#### Your objective:
State how many lines in the records below contain the string "runner", with case counting. Reply with the number alone.

Extracted data entries
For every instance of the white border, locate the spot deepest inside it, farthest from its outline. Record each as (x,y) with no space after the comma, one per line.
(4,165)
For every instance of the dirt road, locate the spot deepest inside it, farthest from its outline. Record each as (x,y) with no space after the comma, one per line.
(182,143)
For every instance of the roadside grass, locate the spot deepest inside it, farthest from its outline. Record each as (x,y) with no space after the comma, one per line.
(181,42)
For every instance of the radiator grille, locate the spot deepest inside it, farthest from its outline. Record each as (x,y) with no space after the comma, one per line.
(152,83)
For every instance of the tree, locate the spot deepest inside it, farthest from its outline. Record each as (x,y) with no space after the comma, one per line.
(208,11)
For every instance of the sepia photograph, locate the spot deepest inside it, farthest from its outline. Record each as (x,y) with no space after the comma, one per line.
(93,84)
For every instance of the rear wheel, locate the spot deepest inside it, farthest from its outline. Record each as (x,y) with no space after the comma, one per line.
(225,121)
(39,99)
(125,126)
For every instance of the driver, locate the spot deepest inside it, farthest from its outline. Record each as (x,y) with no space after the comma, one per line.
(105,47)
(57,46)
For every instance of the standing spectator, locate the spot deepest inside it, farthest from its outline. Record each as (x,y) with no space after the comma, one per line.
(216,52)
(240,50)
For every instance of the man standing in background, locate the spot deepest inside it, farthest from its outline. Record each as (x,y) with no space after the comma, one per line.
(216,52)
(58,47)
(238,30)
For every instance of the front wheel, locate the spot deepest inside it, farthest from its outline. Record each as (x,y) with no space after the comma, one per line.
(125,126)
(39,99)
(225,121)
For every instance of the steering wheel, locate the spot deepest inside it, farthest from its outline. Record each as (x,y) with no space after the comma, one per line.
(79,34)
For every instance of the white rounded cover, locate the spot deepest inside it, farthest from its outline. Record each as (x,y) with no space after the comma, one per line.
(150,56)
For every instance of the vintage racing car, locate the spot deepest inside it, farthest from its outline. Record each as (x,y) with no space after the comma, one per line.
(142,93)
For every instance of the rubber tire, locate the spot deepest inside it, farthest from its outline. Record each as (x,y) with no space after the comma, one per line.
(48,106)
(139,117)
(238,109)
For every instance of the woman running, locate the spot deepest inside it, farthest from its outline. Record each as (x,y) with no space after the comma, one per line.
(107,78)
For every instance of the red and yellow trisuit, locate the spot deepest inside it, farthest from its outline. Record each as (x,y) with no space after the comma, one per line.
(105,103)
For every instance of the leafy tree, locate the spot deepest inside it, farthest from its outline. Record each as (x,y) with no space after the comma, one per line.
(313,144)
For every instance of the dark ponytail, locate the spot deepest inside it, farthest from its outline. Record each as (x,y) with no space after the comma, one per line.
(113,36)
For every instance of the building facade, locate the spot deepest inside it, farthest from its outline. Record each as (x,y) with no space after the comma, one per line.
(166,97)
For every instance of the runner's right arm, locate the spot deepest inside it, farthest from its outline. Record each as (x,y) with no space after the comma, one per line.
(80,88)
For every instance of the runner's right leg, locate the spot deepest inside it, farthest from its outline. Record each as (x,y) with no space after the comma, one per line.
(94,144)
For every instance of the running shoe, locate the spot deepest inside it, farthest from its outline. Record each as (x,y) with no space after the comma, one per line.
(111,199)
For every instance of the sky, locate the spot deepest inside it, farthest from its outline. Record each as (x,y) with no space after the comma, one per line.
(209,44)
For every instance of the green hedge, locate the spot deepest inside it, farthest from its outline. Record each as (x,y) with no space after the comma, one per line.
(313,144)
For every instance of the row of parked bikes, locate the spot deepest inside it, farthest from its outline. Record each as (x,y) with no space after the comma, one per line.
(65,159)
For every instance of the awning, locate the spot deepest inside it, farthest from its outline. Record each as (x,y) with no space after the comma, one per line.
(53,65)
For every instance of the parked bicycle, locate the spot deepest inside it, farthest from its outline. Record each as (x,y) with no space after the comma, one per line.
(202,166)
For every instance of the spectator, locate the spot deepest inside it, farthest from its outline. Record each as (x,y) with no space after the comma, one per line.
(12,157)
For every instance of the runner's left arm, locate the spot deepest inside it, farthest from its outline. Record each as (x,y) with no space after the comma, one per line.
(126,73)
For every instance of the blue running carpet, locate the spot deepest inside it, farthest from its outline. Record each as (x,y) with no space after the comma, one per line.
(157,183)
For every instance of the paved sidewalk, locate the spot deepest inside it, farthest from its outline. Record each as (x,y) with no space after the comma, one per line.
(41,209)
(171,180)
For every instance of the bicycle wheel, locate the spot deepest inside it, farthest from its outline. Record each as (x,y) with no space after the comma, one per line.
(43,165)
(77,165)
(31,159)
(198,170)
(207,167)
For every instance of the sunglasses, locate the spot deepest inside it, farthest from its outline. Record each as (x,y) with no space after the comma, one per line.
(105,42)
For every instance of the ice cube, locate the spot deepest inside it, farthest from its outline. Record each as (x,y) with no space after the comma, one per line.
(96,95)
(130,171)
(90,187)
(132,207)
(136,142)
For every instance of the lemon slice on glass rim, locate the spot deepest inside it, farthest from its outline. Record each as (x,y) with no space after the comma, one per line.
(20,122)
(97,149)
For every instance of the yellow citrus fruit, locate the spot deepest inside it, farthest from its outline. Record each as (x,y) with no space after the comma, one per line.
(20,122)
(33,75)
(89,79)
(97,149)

...

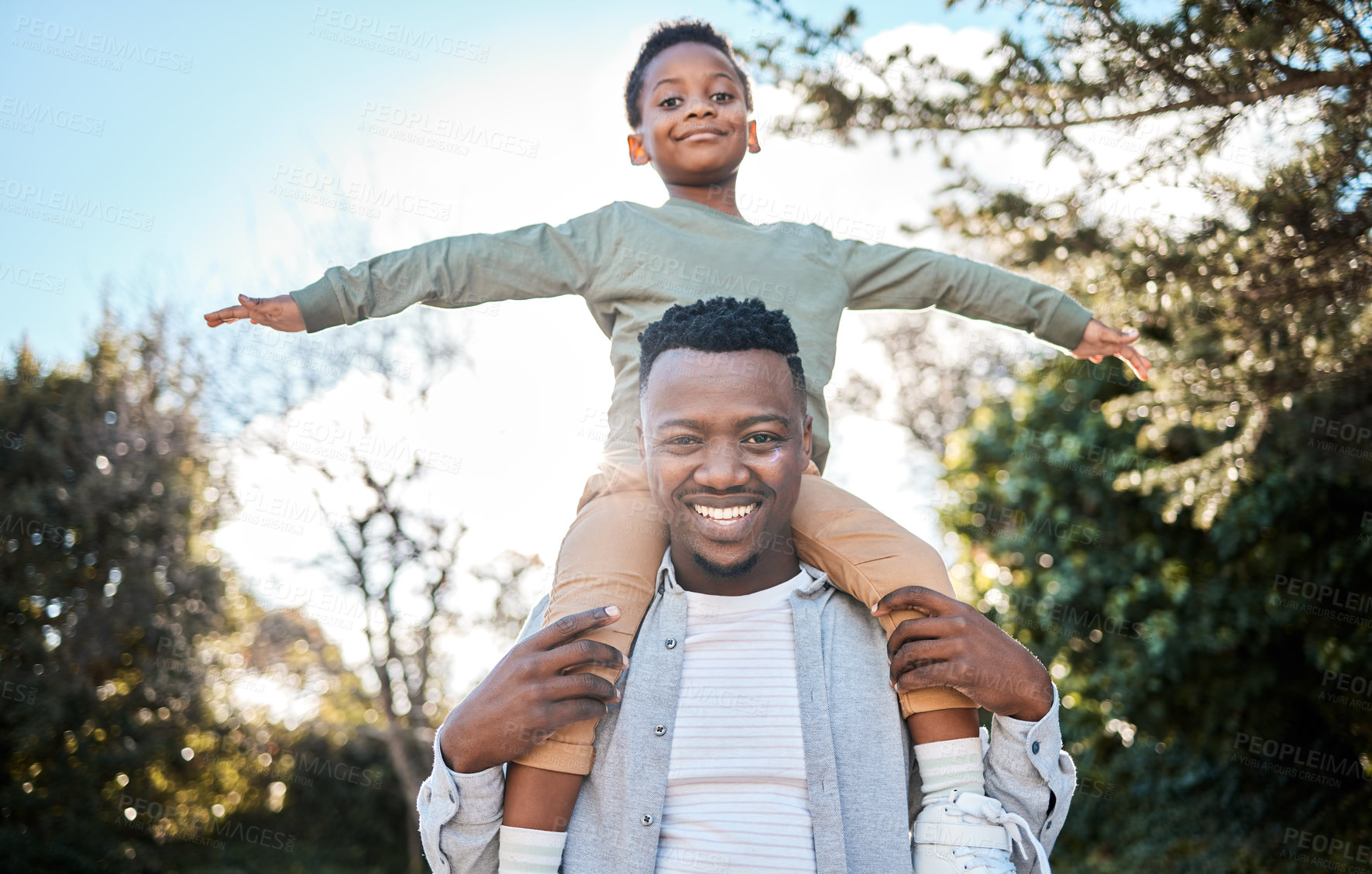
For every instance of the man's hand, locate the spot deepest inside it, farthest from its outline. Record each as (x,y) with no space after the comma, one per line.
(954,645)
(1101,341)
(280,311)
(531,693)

#### Task result:
3